Data extracted from a collection »
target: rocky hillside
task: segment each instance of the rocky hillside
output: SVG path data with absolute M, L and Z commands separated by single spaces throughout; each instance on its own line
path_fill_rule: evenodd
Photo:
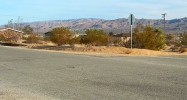
M 134 25 L 137 23 L 142 25 L 152 25 L 153 27 L 160 27 L 163 29 L 163 19 L 136 19 Z M 25 23 L 24 25 L 30 25 L 38 32 L 47 32 L 55 27 L 69 27 L 74 31 L 84 32 L 89 28 L 103 29 L 106 32 L 113 31 L 114 33 L 129 32 L 130 26 L 128 19 L 121 18 L 115 20 L 104 20 L 104 19 L 70 19 L 70 20 L 53 20 L 53 21 L 41 21 Z M 187 18 L 166 20 L 166 33 L 181 33 L 187 31 Z

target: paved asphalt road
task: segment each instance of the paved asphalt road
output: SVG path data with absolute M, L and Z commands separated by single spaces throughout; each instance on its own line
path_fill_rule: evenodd
M 0 46 L 0 85 L 54 100 L 187 100 L 187 56 L 94 56 Z

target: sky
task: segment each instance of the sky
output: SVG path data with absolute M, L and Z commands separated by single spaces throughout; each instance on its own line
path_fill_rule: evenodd
M 0 25 L 8 21 L 34 22 L 99 18 L 166 20 L 187 17 L 187 0 L 0 0 Z

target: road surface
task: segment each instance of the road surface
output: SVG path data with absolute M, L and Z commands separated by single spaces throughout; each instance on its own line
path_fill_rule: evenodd
M 187 56 L 113 56 L 0 46 L 1 100 L 187 100 Z

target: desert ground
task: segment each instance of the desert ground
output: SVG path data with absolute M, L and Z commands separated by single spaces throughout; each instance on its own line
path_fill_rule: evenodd
M 25 48 L 25 47 L 24 47 Z M 26 48 L 45 50 L 45 51 L 58 51 L 66 53 L 79 53 L 79 54 L 110 54 L 110 55 L 134 55 L 134 56 L 168 56 L 168 55 L 187 55 L 187 52 L 179 52 L 178 50 L 172 51 L 171 46 L 166 46 L 164 50 L 154 51 L 148 49 L 125 48 L 118 46 L 87 46 L 87 45 L 63 45 L 55 46 L 53 43 L 45 45 L 27 44 Z
M 16 47 L 17 48 L 17 47 Z M 63 52 L 63 53 L 75 53 L 75 54 L 87 54 L 87 55 L 130 55 L 130 56 L 174 56 L 174 55 L 187 55 L 185 53 L 173 52 L 169 47 L 165 50 L 153 51 L 147 49 L 129 49 L 125 47 L 115 46 L 55 46 L 54 44 L 38 45 L 29 44 L 27 46 L 19 46 L 20 49 L 33 49 L 47 52 Z M 0 80 L 1 81 L 1 80 Z M 16 98 L 16 99 L 15 99 Z M 23 90 L 7 88 L 5 84 L 0 84 L 0 100 L 52 100 L 50 97 L 43 96 L 41 94 L 27 93 Z

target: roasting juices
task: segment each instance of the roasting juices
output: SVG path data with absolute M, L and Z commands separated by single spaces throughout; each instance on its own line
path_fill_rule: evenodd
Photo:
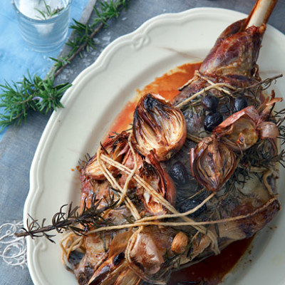
M 138 90 L 81 162 L 81 209 L 97 220 L 61 244 L 80 284 L 164 284 L 175 271 L 170 284 L 217 284 L 276 215 L 281 99 L 261 92 L 276 78 L 256 65 L 261 15 Z
M 135 98 L 127 103 L 108 133 L 110 134 L 118 132 L 117 130 L 120 133 L 130 128 L 137 103 L 144 94 L 160 94 L 165 100 L 172 100 L 177 95 L 178 89 L 187 82 L 188 78 L 194 76 L 195 72 L 199 69 L 201 63 L 201 62 L 185 63 L 156 78 L 153 82 L 142 89 L 138 90 Z M 200 282 L 203 282 L 203 285 L 219 284 L 247 252 L 252 239 L 253 237 L 235 242 L 217 256 L 210 256 L 190 267 L 175 271 L 172 274 L 167 284 L 176 285 L 178 282 L 187 281 L 194 282 L 193 284 L 200 284 Z

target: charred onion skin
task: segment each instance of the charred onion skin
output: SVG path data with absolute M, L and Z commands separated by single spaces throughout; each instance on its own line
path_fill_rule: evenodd
M 167 160 L 185 142 L 185 119 L 180 110 L 162 98 L 147 94 L 135 110 L 132 139 L 141 155 L 153 151 L 158 160 Z
M 213 134 L 223 138 L 224 142 L 234 151 L 246 150 L 254 145 L 259 138 L 276 138 L 279 131 L 274 122 L 269 122 L 269 116 L 275 103 L 281 98 L 266 100 L 259 108 L 249 106 L 237 112 L 218 126 Z
M 102 145 L 103 150 L 106 154 L 110 155 L 111 158 L 115 161 L 121 162 L 130 148 L 128 144 L 129 135 L 129 133 L 122 132 L 104 143 Z M 113 175 L 118 174 L 118 171 L 115 167 L 111 165 L 108 165 L 107 167 Z M 105 179 L 101 167 L 97 161 L 97 155 L 95 155 L 89 160 L 86 165 L 81 170 L 81 173 L 83 175 L 97 180 L 104 180 Z
M 207 137 L 190 149 L 190 167 L 198 183 L 217 192 L 234 173 L 236 155 L 215 136 Z
M 144 160 L 142 167 L 138 170 L 138 175 L 172 205 L 175 205 L 176 188 L 174 182 L 152 154 Z M 152 214 L 166 213 L 163 206 L 140 185 L 137 186 L 137 194 L 143 202 L 145 209 Z

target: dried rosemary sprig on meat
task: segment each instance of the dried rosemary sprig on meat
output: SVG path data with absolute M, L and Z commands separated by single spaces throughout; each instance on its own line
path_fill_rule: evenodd
M 105 201 L 106 206 L 98 209 L 103 200 Z M 59 212 L 53 215 L 51 224 L 48 226 L 44 225 L 46 219 L 43 219 L 40 224 L 38 219 L 29 216 L 31 222 L 27 221 L 27 228 L 22 228 L 22 231 L 16 233 L 16 236 L 17 237 L 29 236 L 32 239 L 44 237 L 54 243 L 52 237 L 55 235 L 47 234 L 47 232 L 56 230 L 58 233 L 63 233 L 63 231 L 71 230 L 76 234 L 84 235 L 90 228 L 97 229 L 110 225 L 112 221 L 110 219 L 104 219 L 102 214 L 108 209 L 114 208 L 116 204 L 117 201 L 115 201 L 114 195 L 110 195 L 108 199 L 100 200 L 97 200 L 93 195 L 90 207 L 87 207 L 85 201 L 81 212 L 79 212 L 80 207 L 78 206 L 73 207 L 72 202 L 62 206 Z M 66 211 L 64 211 L 65 208 Z

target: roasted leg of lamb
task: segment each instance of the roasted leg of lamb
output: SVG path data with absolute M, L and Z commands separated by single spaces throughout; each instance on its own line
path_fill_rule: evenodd
M 82 164 L 81 209 L 97 203 L 104 222 L 63 243 L 80 284 L 165 284 L 276 216 L 281 99 L 256 65 L 275 3 L 227 27 L 172 101 L 143 95 L 132 129 Z

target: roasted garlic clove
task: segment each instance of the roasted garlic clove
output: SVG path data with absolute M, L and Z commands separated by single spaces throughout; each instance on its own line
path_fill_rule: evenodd
M 138 170 L 138 175 L 161 197 L 171 204 L 176 202 L 176 188 L 172 180 L 160 162 L 151 154 L 144 160 L 142 166 Z M 151 193 L 142 185 L 138 185 L 137 194 L 145 204 L 145 209 L 153 215 L 166 212 L 165 209 Z
M 122 132 L 120 134 L 104 143 L 102 145 L 104 154 L 108 155 L 113 160 L 121 162 L 125 154 L 127 153 L 130 148 L 128 142 L 129 135 L 129 133 Z M 115 175 L 118 173 L 118 170 L 116 167 L 108 164 L 106 166 L 108 170 L 110 171 L 113 175 Z M 98 162 L 97 154 L 89 160 L 86 165 L 81 170 L 81 173 L 83 175 L 98 180 L 104 180 L 105 179 L 102 168 Z
M 245 150 L 254 145 L 258 140 L 258 132 L 254 123 L 241 118 L 233 123 L 229 134 L 224 137 L 224 142 L 233 150 Z
M 279 130 L 273 122 L 262 122 L 258 126 L 259 137 L 261 140 L 264 138 L 276 138 L 279 135 Z
M 190 166 L 198 183 L 217 192 L 236 169 L 236 155 L 216 137 L 207 137 L 190 149 Z
M 256 110 L 249 106 L 228 117 L 214 129 L 213 133 L 223 137 L 224 142 L 233 150 L 245 150 L 257 142 L 259 120 Z
M 186 122 L 180 110 L 162 98 L 142 97 L 135 110 L 133 141 L 142 155 L 154 151 L 158 160 L 170 159 L 186 140 Z
M 181 254 L 186 250 L 188 244 L 188 237 L 182 232 L 179 232 L 171 244 L 171 250 L 176 254 Z

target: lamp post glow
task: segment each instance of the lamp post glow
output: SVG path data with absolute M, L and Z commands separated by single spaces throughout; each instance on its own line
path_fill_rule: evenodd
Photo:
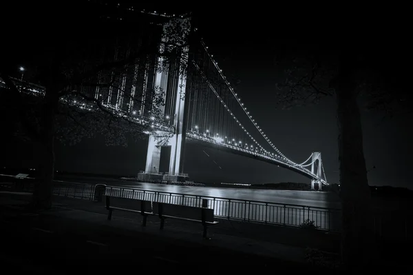
M 23 76 L 24 75 L 25 69 L 24 69 L 23 67 L 20 67 L 19 68 L 19 70 L 20 70 L 20 72 L 21 72 L 21 78 L 20 79 L 20 81 L 23 81 Z

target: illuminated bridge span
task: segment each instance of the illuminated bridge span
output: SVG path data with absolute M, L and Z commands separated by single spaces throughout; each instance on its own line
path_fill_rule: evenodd
M 122 7 L 116 8 L 120 14 Z M 189 17 L 132 10 L 125 7 L 122 10 L 135 12 L 136 16 L 145 14 L 149 17 L 148 20 L 160 20 L 158 24 L 150 25 L 158 28 L 159 35 L 151 36 L 155 40 L 148 42 L 159 49 L 159 55 L 145 63 L 125 65 L 122 74 L 100 72 L 94 81 L 107 81 L 105 76 L 109 76 L 112 85 L 83 87 L 81 92 L 98 101 L 100 108 L 144 126 L 142 132 L 149 135 L 149 144 L 145 170 L 138 174 L 140 179 L 187 180 L 183 152 L 185 141 L 189 141 L 299 173 L 311 179 L 313 189 L 315 183 L 320 190 L 322 184 L 328 184 L 319 152 L 313 152 L 305 161 L 297 163 L 275 146 L 242 101 L 242 95 L 231 86 L 214 59 L 213 50 L 198 37 L 199 32 L 191 26 Z M 170 33 L 171 26 L 176 26 L 180 28 L 182 39 L 178 41 L 176 34 Z M 192 42 L 184 43 L 189 37 Z M 162 53 L 166 50 L 176 57 L 165 62 Z M 117 47 L 112 54 L 118 60 L 127 52 L 128 49 Z M 78 96 L 68 96 L 62 100 L 89 111 L 97 108 L 96 102 Z M 165 174 L 159 167 L 161 150 L 167 146 L 171 147 L 171 156 Z

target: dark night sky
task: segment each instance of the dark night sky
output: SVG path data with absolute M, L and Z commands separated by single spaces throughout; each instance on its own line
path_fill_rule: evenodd
M 285 14 L 281 16 L 281 12 L 253 11 L 246 16 L 244 11 L 212 13 L 209 9 L 196 14 L 199 30 L 204 34 L 209 50 L 224 72 L 239 80 L 238 94 L 271 140 L 288 158 L 299 163 L 312 151 L 321 152 L 328 181 L 338 183 L 335 99 L 326 98 L 318 105 L 289 110 L 275 108 L 275 83 L 280 81 L 280 68 L 275 65 L 271 49 L 277 39 L 288 32 L 301 30 L 293 33 L 304 36 L 307 32 L 305 28 L 291 27 Z M 317 35 L 328 39 L 328 32 L 324 30 Z M 410 158 L 413 136 L 410 128 L 413 115 L 384 121 L 383 115 L 362 111 L 367 167 L 376 167 L 368 174 L 370 184 L 411 187 L 409 168 L 413 167 Z M 142 141 L 127 147 L 105 147 L 99 139 L 85 140 L 73 147 L 59 145 L 56 168 L 136 174 L 145 168 L 146 146 L 147 141 Z M 309 182 L 302 176 L 268 163 L 199 145 L 189 145 L 187 148 L 185 172 L 195 181 Z

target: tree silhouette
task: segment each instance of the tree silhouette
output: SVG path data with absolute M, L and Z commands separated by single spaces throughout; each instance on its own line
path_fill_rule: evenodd
M 140 74 L 153 74 L 176 63 L 183 72 L 188 63 L 182 58 L 190 31 L 186 17 L 171 19 L 138 12 L 131 23 L 122 21 L 121 11 L 114 16 L 113 10 L 96 10 L 96 6 L 81 10 L 76 5 L 66 8 L 69 15 L 47 17 L 60 27 L 53 35 L 31 37 L 28 34 L 34 44 L 23 52 L 14 48 L 19 48 L 20 41 L 10 39 L 15 42 L 10 44 L 11 57 L 0 68 L 0 77 L 7 87 L 2 94 L 7 104 L 14 106 L 15 132 L 42 152 L 38 156 L 40 181 L 33 194 L 34 206 L 41 208 L 52 203 L 56 139 L 74 144 L 101 134 L 107 144 L 126 145 L 127 136 L 140 138 L 151 128 L 136 118 L 131 105 L 142 105 L 145 114 L 140 117 L 150 114 L 153 122 L 161 123 L 165 91 L 150 82 L 151 76 L 145 82 Z M 83 28 L 70 23 L 74 14 L 76 25 Z M 37 27 L 50 23 L 45 21 L 38 22 Z M 31 72 L 23 81 L 10 77 L 18 55 L 24 57 L 21 59 L 29 64 L 26 70 Z M 129 83 L 125 83 L 126 77 Z M 29 90 L 32 83 L 41 85 L 36 95 Z M 127 104 L 118 104 L 119 96 L 114 103 L 111 94 L 115 90 Z M 150 100 L 142 101 L 144 92 Z
M 412 95 L 403 89 L 407 79 L 397 71 L 405 52 L 379 41 L 300 42 L 282 41 L 278 49 L 276 64 L 286 70 L 277 97 L 280 106 L 292 108 L 335 95 L 342 256 L 350 271 L 359 270 L 375 256 L 359 103 L 390 115 L 411 112 Z

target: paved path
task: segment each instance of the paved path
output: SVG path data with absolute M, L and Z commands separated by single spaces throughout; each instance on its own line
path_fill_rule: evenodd
M 215 272 L 224 267 L 241 272 L 253 265 L 257 271 L 286 268 L 294 274 L 308 268 L 304 263 L 304 248 L 237 236 L 229 234 L 231 230 L 226 234 L 222 231 L 231 225 L 225 223 L 221 230 L 211 232 L 211 240 L 204 240 L 202 227 L 198 225 L 194 230 L 196 225 L 191 223 L 168 223 L 160 231 L 156 220 L 148 219 L 147 226 L 142 227 L 136 216 L 115 212 L 113 220 L 108 221 L 106 213 L 100 213 L 105 212 L 103 205 L 92 202 L 83 201 L 83 205 L 74 207 L 74 201 L 81 201 L 66 198 L 57 201 L 51 210 L 30 213 L 24 210 L 23 201 L 1 198 L 2 236 L 8 236 L 1 261 L 16 267 L 26 263 L 28 267 L 34 265 L 39 274 L 80 272 L 82 263 L 96 265 L 96 272 L 112 267 L 126 271 L 132 266 L 137 270 L 147 268 L 140 267 L 140 263 L 151 269 L 185 267 Z M 75 209 L 87 207 L 87 203 L 88 206 L 94 204 L 87 207 L 89 211 Z M 93 212 L 98 208 L 103 211 Z M 39 252 L 43 250 L 45 254 Z M 49 265 L 50 260 L 52 265 Z

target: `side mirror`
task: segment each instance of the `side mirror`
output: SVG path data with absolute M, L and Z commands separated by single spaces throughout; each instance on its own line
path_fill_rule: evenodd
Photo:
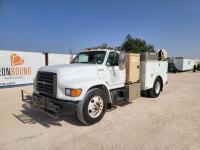
M 119 69 L 124 70 L 125 69 L 125 52 L 120 52 L 119 53 Z

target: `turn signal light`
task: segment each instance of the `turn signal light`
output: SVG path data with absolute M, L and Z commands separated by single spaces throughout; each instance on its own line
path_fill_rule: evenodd
M 81 95 L 81 89 L 72 89 L 71 90 L 71 96 L 72 97 L 78 97 Z
M 67 96 L 78 97 L 81 95 L 81 89 L 65 89 L 65 94 Z

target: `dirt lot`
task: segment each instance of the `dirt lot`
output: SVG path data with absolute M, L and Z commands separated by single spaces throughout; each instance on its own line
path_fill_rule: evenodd
M 0 89 L 0 149 L 199 150 L 200 72 L 169 74 L 168 81 L 159 98 L 118 106 L 92 126 L 26 109 L 20 89 L 31 86 Z

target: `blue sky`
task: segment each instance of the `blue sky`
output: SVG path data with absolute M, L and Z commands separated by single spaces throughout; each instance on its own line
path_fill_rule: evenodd
M 199 0 L 0 0 L 0 49 L 66 53 L 127 34 L 200 57 Z

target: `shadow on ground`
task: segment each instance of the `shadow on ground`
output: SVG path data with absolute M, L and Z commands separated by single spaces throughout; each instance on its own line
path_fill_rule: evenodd
M 62 126 L 61 121 L 68 122 L 72 125 L 76 126 L 84 126 L 76 117 L 75 113 L 68 113 L 65 115 L 61 115 L 58 119 L 54 119 L 44 112 L 40 111 L 37 108 L 27 107 L 26 104 L 22 105 L 23 110 L 21 110 L 20 115 L 13 114 L 18 120 L 20 120 L 24 124 L 36 124 L 39 123 L 42 126 L 50 127 L 50 126 Z

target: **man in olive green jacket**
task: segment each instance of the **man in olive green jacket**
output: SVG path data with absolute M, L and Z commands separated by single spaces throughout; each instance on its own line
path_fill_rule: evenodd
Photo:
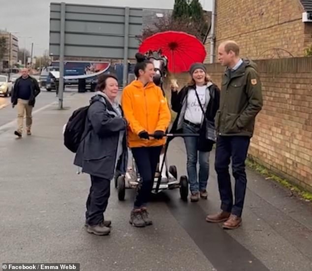
M 262 107 L 261 84 L 256 64 L 239 58 L 239 47 L 227 41 L 218 49 L 221 64 L 227 67 L 222 77 L 220 106 L 216 116 L 218 134 L 215 168 L 218 174 L 222 211 L 208 215 L 206 220 L 225 221 L 225 229 L 236 229 L 242 223 L 247 180 L 245 161 L 255 119 Z M 235 201 L 228 166 L 232 159 L 235 179 Z

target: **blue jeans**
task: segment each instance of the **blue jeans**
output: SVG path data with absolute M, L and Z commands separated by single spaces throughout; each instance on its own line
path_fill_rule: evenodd
M 183 124 L 183 133 L 198 133 L 199 129 L 186 123 Z M 206 190 L 209 177 L 209 151 L 197 150 L 198 138 L 185 137 L 187 149 L 187 175 L 191 193 L 197 193 Z M 199 152 L 199 153 L 198 153 Z M 197 154 L 199 154 L 197 155 Z M 199 173 L 197 178 L 197 157 L 199 160 Z
M 216 150 L 216 171 L 218 174 L 221 209 L 241 216 L 246 192 L 247 179 L 245 161 L 247 157 L 250 138 L 247 136 L 219 136 Z M 233 176 L 235 179 L 235 200 L 229 165 L 232 159 Z

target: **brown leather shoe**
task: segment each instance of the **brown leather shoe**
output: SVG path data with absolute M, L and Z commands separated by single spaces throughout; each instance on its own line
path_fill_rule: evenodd
M 234 230 L 237 229 L 242 224 L 242 218 L 234 214 L 231 214 L 229 219 L 223 224 L 223 229 Z
M 191 202 L 196 202 L 199 200 L 199 193 L 192 193 L 190 196 Z
M 226 221 L 228 220 L 230 214 L 230 212 L 221 211 L 215 214 L 207 215 L 206 217 L 206 221 L 211 223 L 220 223 Z
M 207 200 L 208 197 L 208 193 L 207 192 L 207 190 L 203 190 L 200 191 L 200 197 L 204 200 Z

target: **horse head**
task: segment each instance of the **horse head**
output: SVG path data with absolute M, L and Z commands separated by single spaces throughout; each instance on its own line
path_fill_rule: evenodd
M 161 49 L 158 51 L 149 50 L 145 54 L 146 58 L 153 62 L 156 73 L 154 81 L 158 87 L 162 87 L 164 78 L 168 74 L 168 59 L 162 55 Z

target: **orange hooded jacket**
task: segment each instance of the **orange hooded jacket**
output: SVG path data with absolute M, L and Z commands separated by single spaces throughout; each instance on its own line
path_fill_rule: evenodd
M 122 106 L 128 122 L 129 148 L 156 147 L 164 145 L 165 138 L 141 139 L 138 134 L 143 130 L 149 134 L 155 131 L 165 132 L 169 126 L 170 112 L 162 91 L 154 83 L 145 87 L 138 80 L 132 81 L 123 91 Z

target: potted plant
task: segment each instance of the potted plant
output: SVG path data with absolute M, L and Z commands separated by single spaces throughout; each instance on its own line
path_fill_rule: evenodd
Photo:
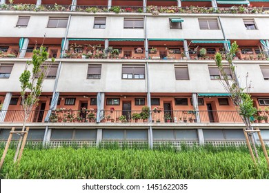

EXERCISE DIRECTIONS » From the entries above, pick out every line that contains the string "light", with case counting, and copy each such line in full.

TASK OUTPUT »
target: `turn signal light`
task: segment each instance of the `turn signal light`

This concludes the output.